Rows from a pointing dataset:
===============

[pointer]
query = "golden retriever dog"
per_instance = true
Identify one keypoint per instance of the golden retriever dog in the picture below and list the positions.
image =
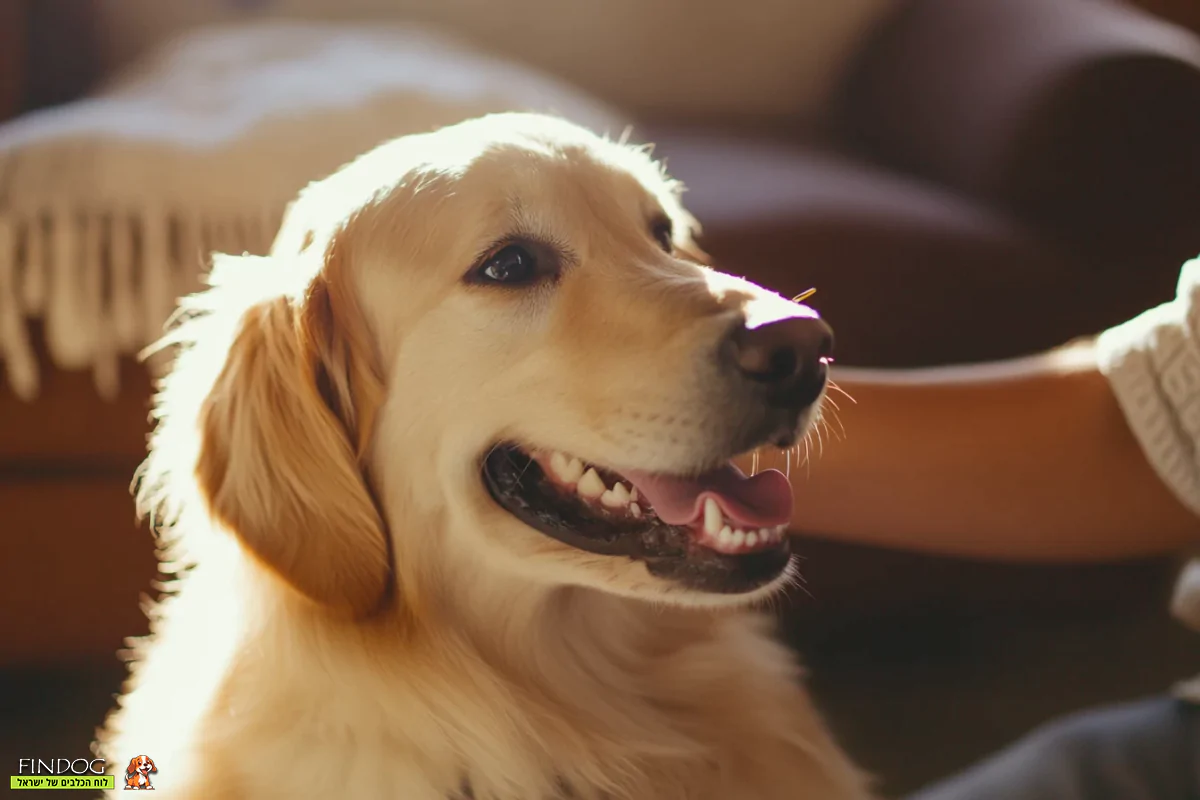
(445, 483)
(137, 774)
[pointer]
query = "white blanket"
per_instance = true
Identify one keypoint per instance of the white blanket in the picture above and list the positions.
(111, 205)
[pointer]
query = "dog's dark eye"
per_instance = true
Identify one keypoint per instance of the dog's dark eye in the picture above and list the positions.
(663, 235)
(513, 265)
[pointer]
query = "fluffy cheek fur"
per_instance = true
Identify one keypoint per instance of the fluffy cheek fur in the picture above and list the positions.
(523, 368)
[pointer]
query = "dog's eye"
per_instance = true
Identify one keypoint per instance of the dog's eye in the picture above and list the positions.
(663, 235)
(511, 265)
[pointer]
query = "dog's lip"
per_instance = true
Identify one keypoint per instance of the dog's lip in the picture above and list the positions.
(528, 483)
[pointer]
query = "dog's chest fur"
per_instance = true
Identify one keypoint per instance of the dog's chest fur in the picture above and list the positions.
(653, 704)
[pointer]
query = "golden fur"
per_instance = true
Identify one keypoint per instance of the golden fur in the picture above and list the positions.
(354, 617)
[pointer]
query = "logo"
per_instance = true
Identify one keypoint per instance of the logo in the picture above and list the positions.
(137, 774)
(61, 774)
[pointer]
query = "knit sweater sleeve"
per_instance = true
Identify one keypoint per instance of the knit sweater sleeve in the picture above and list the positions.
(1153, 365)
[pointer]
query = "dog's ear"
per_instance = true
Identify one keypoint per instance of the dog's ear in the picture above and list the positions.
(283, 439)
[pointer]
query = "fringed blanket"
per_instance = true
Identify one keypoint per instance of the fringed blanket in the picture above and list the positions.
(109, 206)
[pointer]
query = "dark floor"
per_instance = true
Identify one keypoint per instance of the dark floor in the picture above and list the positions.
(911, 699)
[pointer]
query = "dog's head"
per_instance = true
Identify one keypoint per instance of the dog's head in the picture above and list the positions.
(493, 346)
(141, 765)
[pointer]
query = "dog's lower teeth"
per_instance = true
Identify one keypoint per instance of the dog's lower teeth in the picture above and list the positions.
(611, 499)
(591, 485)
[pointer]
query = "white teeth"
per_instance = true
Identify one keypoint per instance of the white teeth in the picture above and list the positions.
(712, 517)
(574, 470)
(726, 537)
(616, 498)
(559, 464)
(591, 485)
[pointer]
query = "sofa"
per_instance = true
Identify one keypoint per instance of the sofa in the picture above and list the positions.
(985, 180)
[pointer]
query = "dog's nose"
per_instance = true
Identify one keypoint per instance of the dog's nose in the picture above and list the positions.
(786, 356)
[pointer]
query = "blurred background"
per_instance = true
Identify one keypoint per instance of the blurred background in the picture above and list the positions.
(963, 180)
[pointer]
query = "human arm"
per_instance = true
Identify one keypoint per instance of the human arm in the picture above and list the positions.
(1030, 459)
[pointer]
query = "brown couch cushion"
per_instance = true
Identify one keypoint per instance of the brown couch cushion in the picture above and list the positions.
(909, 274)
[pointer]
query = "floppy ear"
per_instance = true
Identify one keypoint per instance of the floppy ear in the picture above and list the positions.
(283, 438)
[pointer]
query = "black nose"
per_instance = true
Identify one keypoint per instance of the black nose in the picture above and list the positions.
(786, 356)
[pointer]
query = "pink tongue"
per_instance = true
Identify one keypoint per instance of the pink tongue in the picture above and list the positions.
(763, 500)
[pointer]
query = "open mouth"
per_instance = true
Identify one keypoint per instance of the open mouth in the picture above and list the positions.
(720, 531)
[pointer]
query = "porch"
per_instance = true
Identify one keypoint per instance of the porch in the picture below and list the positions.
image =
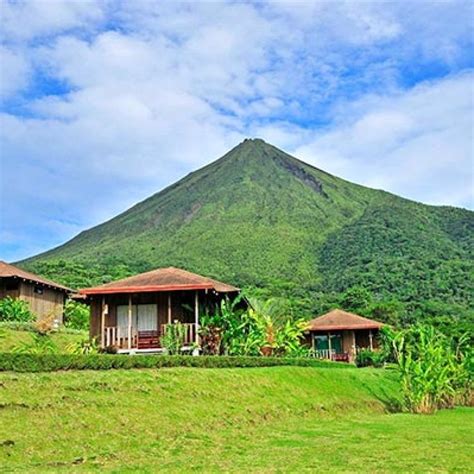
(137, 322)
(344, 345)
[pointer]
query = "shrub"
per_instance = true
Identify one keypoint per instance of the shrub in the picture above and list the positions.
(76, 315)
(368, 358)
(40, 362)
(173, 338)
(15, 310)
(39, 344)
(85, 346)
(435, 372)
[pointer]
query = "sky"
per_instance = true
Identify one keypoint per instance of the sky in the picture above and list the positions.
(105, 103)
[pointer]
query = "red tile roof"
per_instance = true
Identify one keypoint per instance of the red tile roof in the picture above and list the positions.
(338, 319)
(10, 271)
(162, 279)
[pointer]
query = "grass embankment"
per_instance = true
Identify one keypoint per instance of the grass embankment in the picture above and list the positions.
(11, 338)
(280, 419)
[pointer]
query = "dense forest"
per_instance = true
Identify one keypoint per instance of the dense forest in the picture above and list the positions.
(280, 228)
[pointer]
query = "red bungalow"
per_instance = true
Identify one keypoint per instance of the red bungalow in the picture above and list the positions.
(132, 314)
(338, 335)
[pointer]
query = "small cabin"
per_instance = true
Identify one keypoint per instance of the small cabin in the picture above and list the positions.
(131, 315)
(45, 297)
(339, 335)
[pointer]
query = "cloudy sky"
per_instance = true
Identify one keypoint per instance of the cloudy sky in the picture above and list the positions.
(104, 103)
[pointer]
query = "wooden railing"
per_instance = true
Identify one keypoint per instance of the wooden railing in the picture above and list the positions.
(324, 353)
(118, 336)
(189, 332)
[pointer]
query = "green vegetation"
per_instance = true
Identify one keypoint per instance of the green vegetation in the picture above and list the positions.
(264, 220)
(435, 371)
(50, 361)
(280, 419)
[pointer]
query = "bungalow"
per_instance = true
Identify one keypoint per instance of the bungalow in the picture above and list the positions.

===============

EXERCISE BRIEF - Make a word-for-word copy of the entries, without any pictures.

THE SOLUTION -
[pointer]
query = "golden retriever dog"
per_instance = true
Identify one keypoint per instance of the golden retriever dog in the picture below and list the positions.
image =
(445, 483)
(137, 774)
[pointer]
query = "white blanket"
per_instance = true
Identify one keypoint per instance of the white blanket in the picture above and list the positions.
(111, 205)
[pointer]
query = "dog's dark eye"
per_instance = true
Identify one keypoint per instance of the dog's dark eye in the picture above and list the positions.
(663, 235)
(513, 265)
[pointer]
query = "fluffy cheek fur"
per_instance = true
Identify one keypoint per instance of the fluffy cheek fur in the picture above and list the positions.
(523, 368)
[pointer]
query = "dog's eye"
per_instance = true
Identify one keypoint per instance of the dog's eye in the picture above and list the positions.
(663, 235)
(511, 265)
[pointer]
query = "dog's lip"
per_instance = true
Identify one keypoint per instance of the dog's lip in the picture above and list the positions.
(528, 483)
[pointer]
query = "dog's chest fur"
per_instance = true
Identify one keypoint per instance of the dog's chest fur in the picture above and list the positions.
(653, 704)
[pointer]
query = "golden fur"
per_instance = true
Identify one keypoint per instance of the golden fur in the picture above and list the positions.
(354, 617)
[pointer]
query = "logo"
per_instance = true
Identify one keypoint per instance of the logo in the picture above and list the positions.
(137, 774)
(61, 774)
[pointer]
query = "knit sweater sleeve"
per_instance = true
Identify one keypoint per instance of the knit sweater sleeve in the picture above and list the positions.
(1153, 365)
[pointer]
query = "dog's ear"
per_instance = true
Identify one keypoint per instance of the dog's ear in the picture above and list the positions.
(283, 439)
[pointer]
query = "fringed blanket"
per_instance = true
Identify one keypoint per instance of the fringed blanket in the picture above and list the positions.
(109, 206)
[pointer]
query = "dark floor"
per_instance = true
Identify one keypoint per instance of the dark floor in the picture above and list the positions.
(911, 699)
[pointer]
query = "dog's head"
per_instance = true
Identify one keypoint per instance of the dog's head in the picture above and list the positions.
(493, 346)
(141, 765)
[pointer]
query = "dog's lower teeth"
per_instance = true
Identify one keypoint per instance of the dog's lower teeth in the picture above and list the positions.
(611, 499)
(591, 485)
[pointer]
query = "white teeth"
per_instance = true
Identify one keypoint per instance of the white teeth in the picture above and list the positions.
(712, 517)
(574, 470)
(726, 537)
(616, 498)
(559, 464)
(591, 485)
[pointer]
query = "sofa"
per_instance = true
Identify one keypoint per instance of the sofa in the picture above and list the positions.
(985, 180)
[pointer]
query = "dog's nose"
per_instance = true
Identify one keypoint per instance of the dog's nose in the picture above and list the positions.
(786, 356)
[pointer]
query = "blurred background"
per_instance = true
Identify one keypoint per instance of the blurred background in the picture above and list the positions.
(963, 180)
[pointer]
query = "human arm"
per_instance = true
Identify one keypoint per instance of the human arm in the picture above and list the positions.
(1030, 459)
[pointer]
query = "brown couch cushion"
per_instance = true
Identify one keypoint per instance of the brown couch cushion in the picture above and list the positions.
(909, 274)
[pointer]
query = "floppy ear"
per_instance = true
Identify one keypoint per instance of the floppy ear in the picture above and list the positions.
(283, 438)
[pointer]
query = "black nose"
per_instance = true
Identify one keypoint per instance of the black nose in the picture above and list the positions.
(786, 356)
[pointer]
query = "pink tongue"
per_instance = true
Identify one keypoint per instance of the pink tongue in the picture above and list the positions.
(763, 500)
[pointer]
query = "open mouth"
per_instance = true
Identify one keypoint per instance of the open mouth in the picture above and list the positions.
(720, 531)
[pointer]
query = "porch"
per_instance = true
Identify one keypoint per instance of the porch in the picture below and list the positions.
image =
(137, 322)
(344, 345)
[pointer]
query = "shrub"
per_instance = true
Identify one keypoint per instance of the shrub in the picture above and list the positions.
(76, 315)
(368, 358)
(40, 362)
(173, 338)
(15, 310)
(39, 344)
(85, 346)
(435, 372)
[pointer]
query = "sky"
per_instance = true
Identify one keypoint per instance of the sky in the picture above and list the positions.
(105, 103)
[pointer]
query = "red tile roof"
per_instance = true
Identify one keypoint per instance of the red tile roof in the picture above and list the positions.
(338, 319)
(10, 271)
(162, 279)
[pointer]
query = "grass embankment"
per_instance = true
Identify one keypoint per instance of the grass embankment in the picture above and list the positions.
(11, 338)
(280, 419)
[pointer]
query = "dense forest"
per_instance = true
Identify one keypoint per instance of the dense forest in the picture above and list the positions.
(280, 228)
[pointer]
query = "red bungalow"
per_instance = true
Identify one keypoint per instance of the red bungalow in the picture above and list the positions.
(132, 314)
(338, 335)
[pointer]
query = "small cabin"
per_instance = true
Identify one keypoint per instance of the small cabin in the picture above and list the positions.
(131, 315)
(45, 297)
(339, 335)
[pointer]
query = "cloudy sky"
per_instance = true
Identify one keypoint per instance of the cloudy sky in the picture above and list the positions.
(104, 103)
[pointer]
query = "wooden railing"
per_instance = true
Identify one keypoint per instance of the wooden railing in the picture above and list the positions.
(324, 353)
(118, 336)
(189, 332)
[pointer]
query = "green vegetation"
per_instance = true
Identify one keypoint per instance of the green vegetation in the picture above and list the positions.
(264, 220)
(435, 371)
(50, 361)
(280, 419)
[pointer]
query = "bungalow"
per_instance = true
Identify one keypoint per instance of the bungalow in the picture above and list the positions.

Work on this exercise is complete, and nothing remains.